------ EXTRACT PROVIDED
Jumping out of an Airplane
The first time a skydiver jumps from an airplane, he’s terrified.
But by the tenth jump, the skydiver’s fear has taken a back seat to a newly developed confidence. He jumps out and enjoys the rush of adrenaline as a seasoned skydiver.
Moriah Behavioral Health medical director Dr. Timothy Jeider says we should be talking about this concept of repeated practice and exposure during Mental Health Awareness Month. Dr. Jeider says many people he sees that complain of anxiety are actually just out of practice – meaning they haven’t exercised their social muscles in a while.
In absolutely everything we set out to do, we gain more confidence in it if we do it regularly. This includes common social activities, uncomfortable face to face conversations, and dealing with annoying or argumentative family members or co-workers.
“Not everything has to be overwhelming all the time,” Dr. Jeider said. “Sometimes it’s normal to be uncomfortable, and sometimes accepting criticism is very constructive.”
He says people found refuge in their homes during the Covid pandemic, and during that time they lost their interpersonal skills and social stamina.
“We’re on the verge of having an entire generation of kids who are terrified of walking into a McDonald’s,” Dr. Jeider said. “There are kids out there who literally cannot leave the house.”
Dr. Jeider says there is a difference between having an anxiety disorder and having “developed anxiety” through avoidance of social interactions.
Like skydiving, it comes down to practice. Dr. Jeider says the key to dealing with anxiety may be as simple as re-engaging our social muscles through repeated exposure to in-person interactions.
“I have people tell me all the time that their anxiety is under control, and when I ask them if they leave the house they tell me ‘No, almost never.’ Go outside!” Dr. Jeider said.
Dr. Jeider encourages parents to ask their children what they are doing to make themselves better. How are they challenging their fears and developing more confidence? And for that matter, parents might ask themselves the same question.
“Kids need validation, empathy, healthy confrontation, and the right to agree to disagree,” he said. “Parents have the hardest time with validation. It’s just an acknowledgement that you hear what they say, not that you agree with them,” he said.
------------
------ EXTRACTED INFORMATION
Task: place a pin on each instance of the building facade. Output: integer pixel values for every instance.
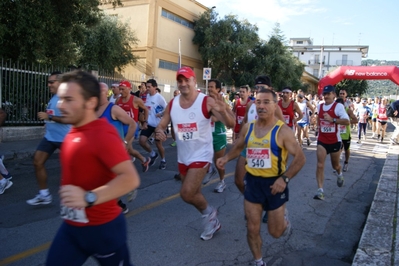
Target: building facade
(163, 27)
(321, 59)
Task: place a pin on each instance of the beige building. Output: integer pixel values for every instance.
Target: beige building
(160, 26)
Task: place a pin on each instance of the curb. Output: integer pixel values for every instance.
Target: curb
(377, 243)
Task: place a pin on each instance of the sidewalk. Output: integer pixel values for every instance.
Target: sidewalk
(378, 244)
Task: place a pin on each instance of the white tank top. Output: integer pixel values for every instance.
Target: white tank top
(304, 109)
(252, 114)
(192, 130)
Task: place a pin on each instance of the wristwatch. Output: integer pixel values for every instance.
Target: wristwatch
(90, 198)
(285, 178)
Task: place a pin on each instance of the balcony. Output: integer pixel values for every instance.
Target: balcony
(344, 62)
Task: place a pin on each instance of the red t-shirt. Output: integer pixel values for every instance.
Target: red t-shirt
(129, 107)
(88, 154)
(288, 112)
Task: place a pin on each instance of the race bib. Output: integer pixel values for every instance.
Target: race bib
(240, 119)
(187, 131)
(287, 119)
(327, 127)
(74, 214)
(213, 126)
(342, 129)
(258, 158)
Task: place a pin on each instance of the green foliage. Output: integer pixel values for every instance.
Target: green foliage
(108, 45)
(353, 87)
(236, 54)
(50, 31)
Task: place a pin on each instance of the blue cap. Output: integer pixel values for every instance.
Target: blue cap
(328, 89)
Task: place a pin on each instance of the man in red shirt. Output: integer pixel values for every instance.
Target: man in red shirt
(239, 109)
(96, 171)
(289, 108)
(331, 114)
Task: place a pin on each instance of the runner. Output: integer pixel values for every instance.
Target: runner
(239, 109)
(191, 113)
(268, 142)
(331, 114)
(56, 129)
(131, 104)
(155, 104)
(96, 170)
(289, 108)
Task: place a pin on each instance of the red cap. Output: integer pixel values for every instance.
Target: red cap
(187, 72)
(125, 83)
------------
BRIEF: Rewrite the passage of the anxiety article between "Dr. Jeider says there" and "the same question.", inclusive, changing "skydiving" to "parachuting".

THE ANSWER:
Dr. Jeider says there is a difference between having an anxiety disorder and having “developed anxiety” through avoidance of social interactions.
Like parachuting, it comes down to practice. Dr. Jeider says the key to dealing with anxiety may be as simple as re-engaging our social muscles through repeated exposure to in-person interactions.
“I have people tell me all the time that their anxiety is under control, and when I ask them if they leave the house they tell me ‘No, almost never.’ Go outside!” Dr. Jeider said.
Dr. Jeider encourages parents to ask their children what they are doing to make themselves better. How are they challenging their fears and developing more confidence? And for that matter, parents might ask themselves the same question.